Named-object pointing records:
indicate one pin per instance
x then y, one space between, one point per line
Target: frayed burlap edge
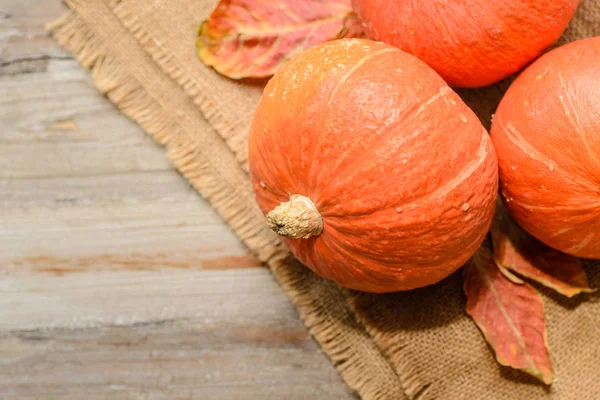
321 305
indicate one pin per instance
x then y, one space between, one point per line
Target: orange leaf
516 250
253 38
510 316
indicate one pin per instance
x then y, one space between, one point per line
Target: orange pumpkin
547 135
374 172
469 43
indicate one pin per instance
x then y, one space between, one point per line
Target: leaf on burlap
516 250
510 316
253 38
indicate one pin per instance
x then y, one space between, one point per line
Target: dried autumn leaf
510 316
253 38
516 250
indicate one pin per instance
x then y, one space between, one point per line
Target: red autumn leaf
510 316
253 38
516 250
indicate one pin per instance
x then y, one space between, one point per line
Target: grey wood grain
117 281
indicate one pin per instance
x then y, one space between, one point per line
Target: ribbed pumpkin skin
401 170
547 136
470 43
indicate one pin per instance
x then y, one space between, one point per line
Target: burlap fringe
325 324
230 131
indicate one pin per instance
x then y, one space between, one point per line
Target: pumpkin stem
297 218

Task statement: Convert the records above into a JSON list of strings, with one string for each line and no blank lines. Leave out the pictures.

Output of the task:
[
  "indicate one pin per instance",
  "x then y, one space between, one point per line",
  "Target: frayed burlap edge",
  "321 305",
  "indicate one pin per instance",
  "x then y, one space between, one point per line",
  "Target: orange leaf",
  "516 250",
  "253 38",
  "510 316",
  "indicate one pin per instance",
  "x then y, one space between, one point per line",
  "Target: orange pumpkin",
  "547 135",
  "374 172",
  "469 43",
  "indicate one pin per instance",
  "x then y, one space between, one point per line",
  "Target: leaf on burlap",
  "516 250",
  "510 316",
  "253 38",
  "indicate one pin per instance",
  "x then y, one space between, one point per line",
  "Target: dried autumn leaf",
  "510 316",
  "253 38",
  "516 250",
  "indicate one pin per instance",
  "x then y, one space between, one point per line",
  "Target: red autumn leaf",
  "510 316",
  "253 38",
  "516 250",
  "indicate one pin per instance",
  "x then y, one space between, one point per line",
  "Target: grey wood grain",
  "117 281",
  "indicate one pin per instance",
  "x then y, one space between, one point per line",
  "Target: ribbed pumpkin skin",
  "401 170",
  "547 136",
  "470 43",
  "indicate one pin per instance",
  "x then y, one space between, one point per line",
  "Target: burlap fringe",
  "325 324",
  "230 131",
  "indicate one pin per instance",
  "x then y, one space between, one point per line",
  "Target: pumpkin stem",
  "297 218"
]